**Task goal**:
A bare count is the expected answer, namely the number of lines in the records that have the word "below".
*** The data ***
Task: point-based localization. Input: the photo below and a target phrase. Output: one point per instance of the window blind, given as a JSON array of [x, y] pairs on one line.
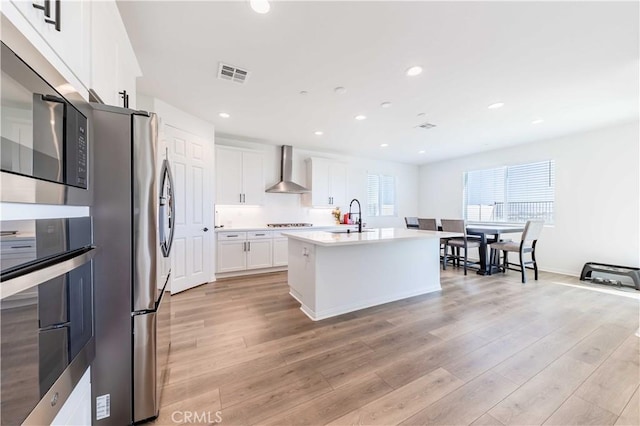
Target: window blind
[[511, 194], [381, 195]]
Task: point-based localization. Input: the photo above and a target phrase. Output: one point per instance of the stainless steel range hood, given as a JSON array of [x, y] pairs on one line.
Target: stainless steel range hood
[[286, 184]]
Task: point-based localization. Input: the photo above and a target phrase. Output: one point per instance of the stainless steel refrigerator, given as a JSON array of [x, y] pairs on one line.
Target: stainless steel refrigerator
[[133, 228]]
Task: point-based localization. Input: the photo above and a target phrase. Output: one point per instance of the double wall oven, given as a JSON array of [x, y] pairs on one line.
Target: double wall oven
[[46, 277]]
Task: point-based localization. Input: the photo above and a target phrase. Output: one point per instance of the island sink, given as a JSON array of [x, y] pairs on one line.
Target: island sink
[[349, 231]]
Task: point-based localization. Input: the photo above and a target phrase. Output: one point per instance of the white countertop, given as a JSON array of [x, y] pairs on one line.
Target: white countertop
[[375, 235], [283, 228]]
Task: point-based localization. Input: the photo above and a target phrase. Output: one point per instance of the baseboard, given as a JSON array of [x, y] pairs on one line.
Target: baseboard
[[250, 272], [344, 309]]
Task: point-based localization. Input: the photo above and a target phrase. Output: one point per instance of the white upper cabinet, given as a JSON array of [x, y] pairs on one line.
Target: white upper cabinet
[[64, 38], [114, 67], [239, 177], [86, 41], [328, 183]]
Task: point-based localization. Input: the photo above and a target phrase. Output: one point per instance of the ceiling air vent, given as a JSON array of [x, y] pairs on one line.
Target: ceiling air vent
[[426, 126], [229, 72]]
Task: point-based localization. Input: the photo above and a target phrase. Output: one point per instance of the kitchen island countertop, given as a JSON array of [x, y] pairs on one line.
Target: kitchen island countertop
[[373, 235]]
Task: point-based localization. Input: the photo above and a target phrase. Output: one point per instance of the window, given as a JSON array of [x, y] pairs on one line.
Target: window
[[510, 194], [381, 195]]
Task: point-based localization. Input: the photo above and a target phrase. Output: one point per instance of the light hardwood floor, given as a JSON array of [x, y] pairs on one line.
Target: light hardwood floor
[[483, 351]]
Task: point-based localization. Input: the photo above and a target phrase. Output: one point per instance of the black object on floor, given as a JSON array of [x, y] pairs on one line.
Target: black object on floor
[[590, 267]]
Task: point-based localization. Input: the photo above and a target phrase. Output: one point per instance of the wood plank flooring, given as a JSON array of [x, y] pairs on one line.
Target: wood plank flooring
[[483, 351]]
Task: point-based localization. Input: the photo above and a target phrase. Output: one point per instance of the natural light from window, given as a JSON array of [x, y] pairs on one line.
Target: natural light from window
[[511, 194], [381, 195]]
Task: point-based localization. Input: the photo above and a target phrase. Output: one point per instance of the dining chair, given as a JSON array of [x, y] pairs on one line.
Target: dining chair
[[412, 222], [432, 225], [427, 224], [457, 243], [527, 244]]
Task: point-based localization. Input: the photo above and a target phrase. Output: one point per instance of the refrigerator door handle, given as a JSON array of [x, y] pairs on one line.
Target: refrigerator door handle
[[166, 200]]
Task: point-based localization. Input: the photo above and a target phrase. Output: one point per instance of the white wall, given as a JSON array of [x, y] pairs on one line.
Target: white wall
[[171, 116], [290, 208], [597, 195]]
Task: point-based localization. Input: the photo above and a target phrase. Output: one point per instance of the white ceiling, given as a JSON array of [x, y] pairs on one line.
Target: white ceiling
[[572, 64]]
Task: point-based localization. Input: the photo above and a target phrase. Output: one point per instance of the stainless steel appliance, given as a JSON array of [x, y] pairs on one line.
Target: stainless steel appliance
[[286, 184], [44, 139], [46, 315], [133, 213]]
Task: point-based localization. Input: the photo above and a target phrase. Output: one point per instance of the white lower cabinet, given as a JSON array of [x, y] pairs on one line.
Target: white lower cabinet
[[280, 251], [231, 256], [240, 251], [259, 254]]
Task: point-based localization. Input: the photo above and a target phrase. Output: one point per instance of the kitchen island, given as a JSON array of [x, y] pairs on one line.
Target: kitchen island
[[334, 273]]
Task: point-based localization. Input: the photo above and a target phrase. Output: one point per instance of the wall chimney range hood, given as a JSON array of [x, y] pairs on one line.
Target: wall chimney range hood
[[286, 184]]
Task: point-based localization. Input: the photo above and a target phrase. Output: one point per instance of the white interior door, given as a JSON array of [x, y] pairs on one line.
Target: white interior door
[[190, 158]]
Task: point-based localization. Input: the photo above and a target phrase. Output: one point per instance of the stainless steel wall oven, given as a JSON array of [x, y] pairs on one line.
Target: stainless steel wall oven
[[44, 154], [46, 315]]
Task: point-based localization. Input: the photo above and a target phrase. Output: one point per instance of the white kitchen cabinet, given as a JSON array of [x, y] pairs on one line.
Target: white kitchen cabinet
[[239, 177], [328, 183], [239, 251], [69, 49], [114, 67], [259, 254], [231, 256], [280, 251]]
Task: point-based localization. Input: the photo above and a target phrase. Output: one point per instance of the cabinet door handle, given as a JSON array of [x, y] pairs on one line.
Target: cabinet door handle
[[46, 7], [125, 98], [56, 20]]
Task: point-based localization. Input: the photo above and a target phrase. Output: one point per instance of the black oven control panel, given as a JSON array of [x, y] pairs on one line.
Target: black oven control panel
[[76, 149]]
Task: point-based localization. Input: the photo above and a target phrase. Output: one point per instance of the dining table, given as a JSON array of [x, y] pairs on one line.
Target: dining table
[[490, 233]]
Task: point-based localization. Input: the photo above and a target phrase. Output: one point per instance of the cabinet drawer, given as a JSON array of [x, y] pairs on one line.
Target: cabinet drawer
[[258, 235], [226, 236]]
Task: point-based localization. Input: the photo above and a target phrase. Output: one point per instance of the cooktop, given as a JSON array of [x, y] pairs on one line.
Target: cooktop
[[288, 225]]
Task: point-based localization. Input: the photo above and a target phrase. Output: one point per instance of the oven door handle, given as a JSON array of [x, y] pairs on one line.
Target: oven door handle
[[31, 279]]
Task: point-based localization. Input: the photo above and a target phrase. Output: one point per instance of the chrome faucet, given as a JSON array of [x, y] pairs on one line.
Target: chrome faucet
[[359, 213]]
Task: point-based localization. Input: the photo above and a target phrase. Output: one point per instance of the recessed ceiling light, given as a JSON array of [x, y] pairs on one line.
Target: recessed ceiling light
[[413, 71], [260, 6]]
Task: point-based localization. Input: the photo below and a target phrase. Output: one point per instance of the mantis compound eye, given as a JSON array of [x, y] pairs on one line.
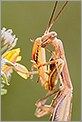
*** End of The data ***
**Output for this exercise**:
2